RECORDED INFORMATION START
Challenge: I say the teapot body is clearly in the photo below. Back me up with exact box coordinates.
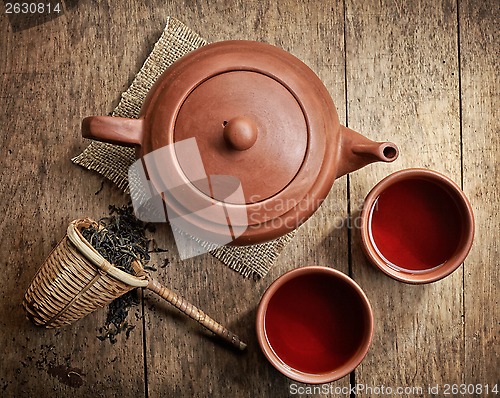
[82,41,398,245]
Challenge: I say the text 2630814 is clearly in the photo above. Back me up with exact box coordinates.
[5,3,61,14]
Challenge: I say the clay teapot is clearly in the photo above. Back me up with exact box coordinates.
[82,41,398,245]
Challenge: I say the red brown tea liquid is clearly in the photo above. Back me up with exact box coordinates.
[369,178,462,271]
[264,273,368,374]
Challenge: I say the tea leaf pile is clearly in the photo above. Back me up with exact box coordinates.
[81,205,153,275]
[81,205,166,343]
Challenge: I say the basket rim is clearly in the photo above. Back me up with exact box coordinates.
[67,218,149,288]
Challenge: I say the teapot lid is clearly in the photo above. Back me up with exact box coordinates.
[141,41,340,244]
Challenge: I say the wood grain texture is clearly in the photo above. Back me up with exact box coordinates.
[0,2,148,396]
[345,0,465,394]
[0,0,498,397]
[460,0,500,389]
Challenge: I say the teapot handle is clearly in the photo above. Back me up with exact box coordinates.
[81,116,144,147]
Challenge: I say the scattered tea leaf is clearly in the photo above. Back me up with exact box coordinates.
[161,258,170,268]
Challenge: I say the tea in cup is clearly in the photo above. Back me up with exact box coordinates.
[360,168,474,283]
[256,266,373,384]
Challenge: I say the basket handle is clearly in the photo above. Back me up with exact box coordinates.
[147,277,247,351]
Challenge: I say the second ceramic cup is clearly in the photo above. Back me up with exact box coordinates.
[256,266,373,384]
[360,168,474,284]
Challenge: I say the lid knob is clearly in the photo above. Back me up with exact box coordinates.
[223,116,258,151]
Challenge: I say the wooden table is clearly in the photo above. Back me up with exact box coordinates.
[1,1,498,397]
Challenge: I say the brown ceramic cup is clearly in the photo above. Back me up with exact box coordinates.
[360,168,474,284]
[256,266,373,384]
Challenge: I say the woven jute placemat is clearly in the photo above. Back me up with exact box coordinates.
[72,17,296,278]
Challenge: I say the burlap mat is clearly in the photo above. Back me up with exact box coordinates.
[72,17,296,278]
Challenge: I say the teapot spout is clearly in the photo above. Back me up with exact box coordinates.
[336,125,399,179]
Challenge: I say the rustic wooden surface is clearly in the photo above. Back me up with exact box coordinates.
[347,0,465,393]
[0,1,498,397]
[460,0,499,387]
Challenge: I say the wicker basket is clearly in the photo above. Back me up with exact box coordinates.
[23,218,245,350]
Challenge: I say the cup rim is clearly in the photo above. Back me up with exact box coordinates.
[255,266,374,384]
[360,168,474,284]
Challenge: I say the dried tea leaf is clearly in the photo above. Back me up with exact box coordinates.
[81,205,167,343]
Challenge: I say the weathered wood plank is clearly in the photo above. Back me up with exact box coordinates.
[460,0,500,391]
[0,3,152,396]
[345,0,464,394]
[143,1,349,397]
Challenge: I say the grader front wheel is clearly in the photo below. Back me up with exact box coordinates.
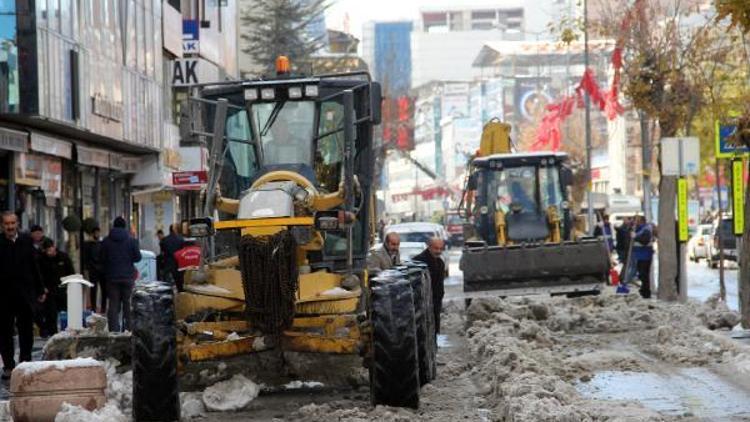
[369,279,421,408]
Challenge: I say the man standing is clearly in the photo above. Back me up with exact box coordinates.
[594,214,615,252]
[38,238,75,336]
[632,216,655,299]
[29,224,44,253]
[100,217,141,332]
[83,227,106,312]
[413,237,447,334]
[0,212,45,379]
[367,232,400,273]
[615,217,632,265]
[160,224,185,291]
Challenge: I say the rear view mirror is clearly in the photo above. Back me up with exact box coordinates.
[370,82,382,125]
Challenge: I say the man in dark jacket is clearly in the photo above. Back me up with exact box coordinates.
[160,223,185,291]
[100,217,141,332]
[83,227,106,312]
[0,211,45,379]
[413,237,447,334]
[38,237,75,336]
[632,216,655,299]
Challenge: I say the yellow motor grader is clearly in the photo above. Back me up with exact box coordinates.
[130,60,437,421]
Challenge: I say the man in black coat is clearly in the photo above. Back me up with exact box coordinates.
[413,237,447,334]
[38,237,75,337]
[159,223,185,291]
[100,217,141,332]
[83,227,106,312]
[0,211,45,379]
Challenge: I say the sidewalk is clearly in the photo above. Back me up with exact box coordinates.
[0,336,48,400]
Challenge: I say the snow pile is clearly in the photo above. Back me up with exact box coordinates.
[291,403,415,422]
[55,402,127,422]
[464,293,749,421]
[202,374,260,412]
[15,357,101,375]
[226,332,241,341]
[103,360,133,417]
[180,392,206,420]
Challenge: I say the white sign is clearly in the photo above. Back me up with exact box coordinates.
[661,137,700,176]
[172,59,220,87]
[182,40,200,54]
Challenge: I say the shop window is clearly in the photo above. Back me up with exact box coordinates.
[0,1,19,113]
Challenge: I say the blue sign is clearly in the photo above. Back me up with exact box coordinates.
[183,20,199,41]
[715,122,750,158]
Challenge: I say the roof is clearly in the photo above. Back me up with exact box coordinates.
[472,151,568,169]
[386,222,443,233]
[472,39,616,68]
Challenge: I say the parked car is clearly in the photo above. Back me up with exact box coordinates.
[687,224,713,262]
[381,222,450,266]
[444,212,467,247]
[707,217,737,268]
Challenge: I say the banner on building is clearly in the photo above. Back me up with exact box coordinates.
[14,153,62,198]
[381,96,415,151]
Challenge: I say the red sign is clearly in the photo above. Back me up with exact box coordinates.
[175,245,202,271]
[172,171,208,187]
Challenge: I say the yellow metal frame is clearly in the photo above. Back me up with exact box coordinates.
[214,217,314,230]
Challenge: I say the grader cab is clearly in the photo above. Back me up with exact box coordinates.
[130,63,437,420]
[459,120,610,298]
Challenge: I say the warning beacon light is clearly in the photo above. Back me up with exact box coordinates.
[276,56,290,75]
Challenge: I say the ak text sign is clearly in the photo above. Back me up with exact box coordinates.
[172,59,220,87]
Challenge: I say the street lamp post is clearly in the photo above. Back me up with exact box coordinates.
[584,0,594,233]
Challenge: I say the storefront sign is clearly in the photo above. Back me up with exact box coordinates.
[172,58,220,87]
[14,152,42,187]
[41,158,62,198]
[122,156,142,173]
[77,145,111,168]
[172,170,208,187]
[0,127,28,153]
[733,160,745,236]
[91,94,123,122]
[30,132,72,159]
[715,121,750,158]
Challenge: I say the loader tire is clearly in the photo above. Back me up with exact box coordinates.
[408,265,436,385]
[132,282,180,422]
[370,279,420,408]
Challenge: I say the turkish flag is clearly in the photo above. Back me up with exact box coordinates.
[174,245,202,271]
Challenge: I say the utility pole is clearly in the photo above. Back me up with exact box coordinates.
[584,0,594,234]
[640,111,652,222]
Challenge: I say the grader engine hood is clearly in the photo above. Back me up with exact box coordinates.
[237,181,302,219]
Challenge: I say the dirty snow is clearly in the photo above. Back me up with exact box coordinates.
[180,392,206,420]
[15,357,101,375]
[319,287,351,296]
[226,332,241,341]
[0,400,9,422]
[283,380,324,389]
[202,374,260,412]
[54,402,127,422]
[185,284,233,296]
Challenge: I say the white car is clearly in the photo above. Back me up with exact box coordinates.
[687,224,712,262]
[378,222,451,266]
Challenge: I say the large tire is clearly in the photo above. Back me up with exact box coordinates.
[132,282,180,421]
[370,279,420,408]
[405,264,436,385]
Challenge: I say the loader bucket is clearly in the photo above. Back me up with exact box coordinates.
[460,239,610,295]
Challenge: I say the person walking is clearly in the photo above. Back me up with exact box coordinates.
[0,211,45,379]
[413,237,447,334]
[83,227,106,313]
[160,224,185,291]
[38,237,75,336]
[29,224,44,254]
[100,217,141,332]
[593,214,615,252]
[367,232,400,273]
[632,215,655,299]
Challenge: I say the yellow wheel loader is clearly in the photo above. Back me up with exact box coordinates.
[130,62,437,420]
[458,120,610,299]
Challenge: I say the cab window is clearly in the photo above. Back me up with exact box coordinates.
[315,101,345,193]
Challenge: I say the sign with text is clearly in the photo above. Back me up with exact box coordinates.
[715,121,750,158]
[172,170,207,188]
[172,59,220,87]
[733,160,745,235]
[677,178,689,242]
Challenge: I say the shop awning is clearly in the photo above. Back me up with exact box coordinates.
[0,127,28,153]
[30,132,72,159]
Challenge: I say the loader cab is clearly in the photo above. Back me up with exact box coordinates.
[192,72,382,270]
[468,152,572,245]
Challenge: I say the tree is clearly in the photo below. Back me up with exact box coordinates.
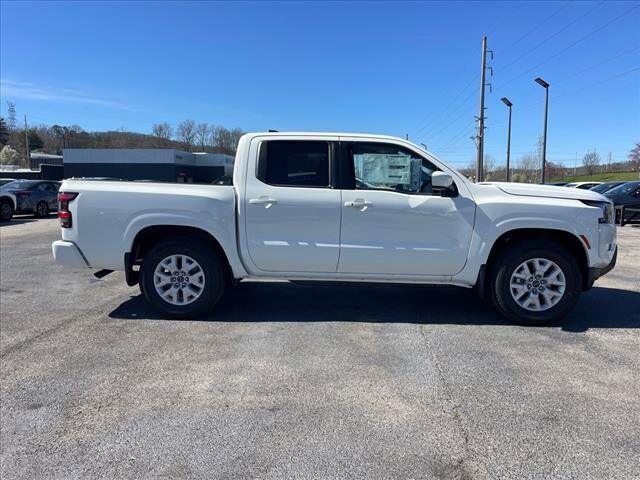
[176,119,196,151]
[517,154,539,183]
[0,145,21,165]
[582,150,600,177]
[628,142,640,172]
[152,123,173,143]
[195,122,208,150]
[27,129,44,151]
[0,117,9,145]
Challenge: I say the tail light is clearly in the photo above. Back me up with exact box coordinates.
[15,191,32,197]
[58,192,78,228]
RECORDED INFORMATION END
» **ASSIGNMENT**
Please repeat exactly the lines from the one containing "Challenge: I say the cab" through the end of the entries, both included, omitting pictures.

» **YOUR RESPONSE**
Challenge: I say the cab window is clearly in the photo above. Back me up with exact box coordinates.
[315,101,345,193]
Challenge: I say the sign with text is clearly in the photo above. Back me up with exact box coordinates.
[715,121,750,158]
[172,170,207,188]
[172,59,220,87]
[733,160,745,235]
[677,178,689,242]
Challenge: I say the shop awning is clearly in the photo above. Back me up with exact box coordinates.
[0,127,28,153]
[30,132,72,159]
Challenge: I say the loader cab is clearly in the photo above. Back me up with exact box coordinates.
[192,72,382,270]
[468,152,572,245]
Challenge: I say the tree is clearly in the photo below. Back me up with exact box coordinates.
[176,119,196,151]
[517,154,539,183]
[0,145,21,165]
[582,150,600,177]
[628,142,640,172]
[152,123,173,143]
[195,122,208,150]
[27,129,44,151]
[0,117,9,145]
Challenge: I say the tail light is clearly in the photo above. Back me up with exact box coordinates.
[15,191,32,197]
[58,192,78,228]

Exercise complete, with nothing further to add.